What is expected ▸ What is the number of lines in the data below that hold the word "stadium"? Give nothing beyond that number.

Image-grounded pointing data:
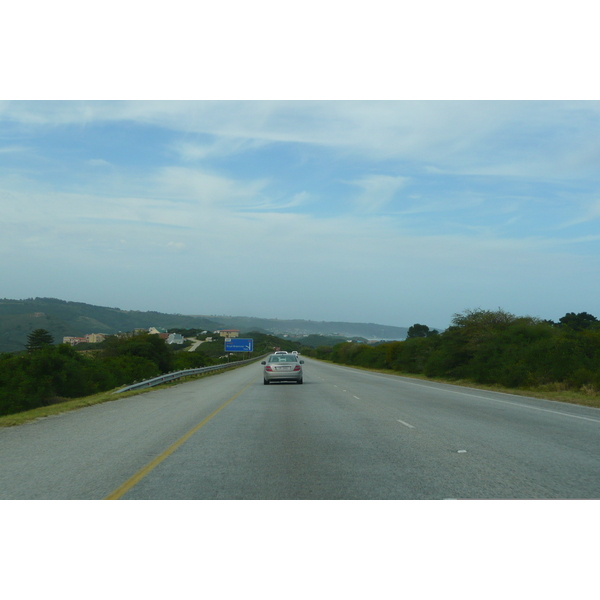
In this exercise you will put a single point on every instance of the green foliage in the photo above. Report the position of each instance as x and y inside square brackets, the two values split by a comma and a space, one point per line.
[142, 345]
[580, 321]
[418, 330]
[191, 360]
[38, 339]
[490, 347]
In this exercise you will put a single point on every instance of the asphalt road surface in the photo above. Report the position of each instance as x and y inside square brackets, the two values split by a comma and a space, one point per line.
[344, 434]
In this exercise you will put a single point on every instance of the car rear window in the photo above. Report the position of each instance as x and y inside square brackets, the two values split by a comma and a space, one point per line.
[283, 358]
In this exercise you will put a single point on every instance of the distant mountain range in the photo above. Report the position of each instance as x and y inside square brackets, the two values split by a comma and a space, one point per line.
[62, 318]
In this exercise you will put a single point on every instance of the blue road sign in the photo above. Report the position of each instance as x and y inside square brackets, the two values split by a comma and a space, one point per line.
[239, 345]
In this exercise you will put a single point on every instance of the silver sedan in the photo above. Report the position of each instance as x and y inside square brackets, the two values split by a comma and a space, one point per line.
[282, 367]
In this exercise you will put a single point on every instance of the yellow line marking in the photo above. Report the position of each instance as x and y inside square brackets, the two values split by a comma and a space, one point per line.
[123, 489]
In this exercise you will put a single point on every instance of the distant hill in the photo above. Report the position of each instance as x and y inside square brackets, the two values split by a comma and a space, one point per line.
[19, 317]
[60, 317]
[297, 328]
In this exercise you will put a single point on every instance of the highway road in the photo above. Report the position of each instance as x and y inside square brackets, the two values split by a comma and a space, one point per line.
[344, 434]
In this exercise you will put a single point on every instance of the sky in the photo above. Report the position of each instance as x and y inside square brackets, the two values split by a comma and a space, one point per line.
[264, 198]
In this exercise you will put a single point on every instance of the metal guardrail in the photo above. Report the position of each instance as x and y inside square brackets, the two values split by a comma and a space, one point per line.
[185, 373]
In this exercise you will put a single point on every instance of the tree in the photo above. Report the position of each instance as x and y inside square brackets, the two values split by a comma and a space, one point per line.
[38, 339]
[578, 322]
[418, 330]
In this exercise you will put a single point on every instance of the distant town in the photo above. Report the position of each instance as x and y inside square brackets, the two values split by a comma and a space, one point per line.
[170, 338]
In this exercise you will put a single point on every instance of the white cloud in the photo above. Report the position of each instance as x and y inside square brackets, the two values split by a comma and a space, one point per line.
[378, 191]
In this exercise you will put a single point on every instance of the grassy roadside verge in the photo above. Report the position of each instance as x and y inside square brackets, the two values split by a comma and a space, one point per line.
[77, 403]
[549, 392]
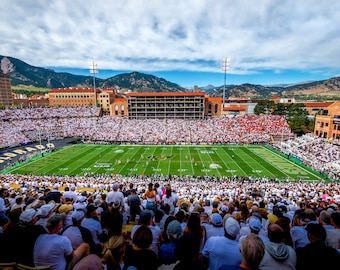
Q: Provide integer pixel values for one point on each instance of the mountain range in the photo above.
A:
(22, 73)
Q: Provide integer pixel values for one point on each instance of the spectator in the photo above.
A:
(134, 202)
(92, 224)
(277, 255)
(4, 207)
(116, 196)
(187, 252)
(113, 252)
(21, 238)
(194, 227)
(333, 235)
(217, 227)
(223, 250)
(167, 251)
(146, 219)
(55, 250)
(140, 253)
(78, 234)
(252, 250)
(150, 197)
(308, 257)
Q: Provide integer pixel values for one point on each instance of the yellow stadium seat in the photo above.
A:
(8, 266)
(26, 267)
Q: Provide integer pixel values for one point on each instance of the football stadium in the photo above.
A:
(108, 187)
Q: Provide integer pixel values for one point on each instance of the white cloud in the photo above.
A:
(180, 35)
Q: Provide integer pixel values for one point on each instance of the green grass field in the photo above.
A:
(228, 160)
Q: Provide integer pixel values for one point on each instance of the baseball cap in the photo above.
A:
(216, 219)
(317, 230)
(232, 227)
(44, 210)
(91, 207)
(28, 215)
(77, 215)
(65, 208)
(174, 228)
(53, 221)
(254, 223)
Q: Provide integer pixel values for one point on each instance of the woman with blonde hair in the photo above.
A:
(150, 197)
(113, 252)
(195, 228)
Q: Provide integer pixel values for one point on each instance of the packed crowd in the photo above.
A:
(21, 126)
(174, 223)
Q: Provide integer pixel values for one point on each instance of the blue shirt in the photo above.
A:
(221, 250)
(167, 253)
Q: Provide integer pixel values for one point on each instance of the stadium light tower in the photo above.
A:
(94, 70)
(225, 67)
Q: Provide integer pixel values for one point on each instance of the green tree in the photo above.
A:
(264, 107)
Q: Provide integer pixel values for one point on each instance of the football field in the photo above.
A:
(180, 160)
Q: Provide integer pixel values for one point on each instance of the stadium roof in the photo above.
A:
(165, 94)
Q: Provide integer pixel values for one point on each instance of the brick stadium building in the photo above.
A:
(327, 124)
(6, 97)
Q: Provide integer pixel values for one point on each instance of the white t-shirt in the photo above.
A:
(52, 249)
(94, 226)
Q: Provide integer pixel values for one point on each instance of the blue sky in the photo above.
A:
(268, 42)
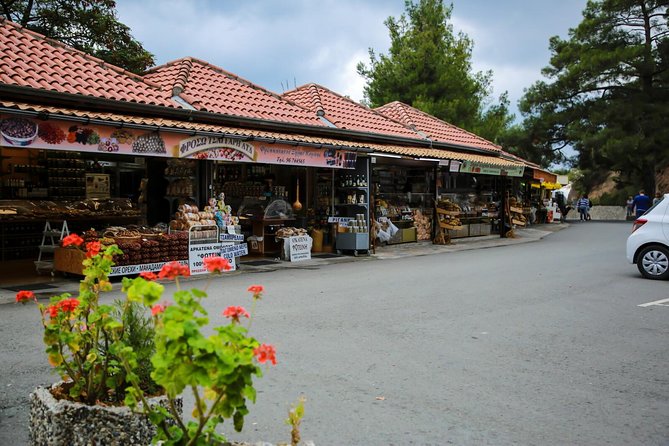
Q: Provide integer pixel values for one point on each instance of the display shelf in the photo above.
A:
(354, 204)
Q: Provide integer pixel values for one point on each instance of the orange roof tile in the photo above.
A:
(344, 113)
(31, 60)
(210, 88)
(434, 128)
(168, 124)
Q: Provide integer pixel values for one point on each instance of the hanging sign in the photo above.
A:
(489, 169)
(52, 134)
(236, 149)
(276, 153)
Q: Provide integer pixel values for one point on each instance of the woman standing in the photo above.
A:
(583, 204)
(630, 206)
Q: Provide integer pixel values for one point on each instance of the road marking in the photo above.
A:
(662, 303)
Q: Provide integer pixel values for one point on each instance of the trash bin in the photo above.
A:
(317, 236)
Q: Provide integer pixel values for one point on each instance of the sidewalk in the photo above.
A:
(58, 285)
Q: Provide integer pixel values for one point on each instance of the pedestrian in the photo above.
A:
(657, 198)
(630, 206)
(583, 205)
(642, 203)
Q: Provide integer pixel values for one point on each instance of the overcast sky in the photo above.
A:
(278, 44)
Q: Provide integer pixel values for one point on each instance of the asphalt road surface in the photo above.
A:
(533, 344)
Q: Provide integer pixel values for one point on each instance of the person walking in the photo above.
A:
(630, 206)
(583, 205)
(657, 198)
(642, 203)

Response ▸ 5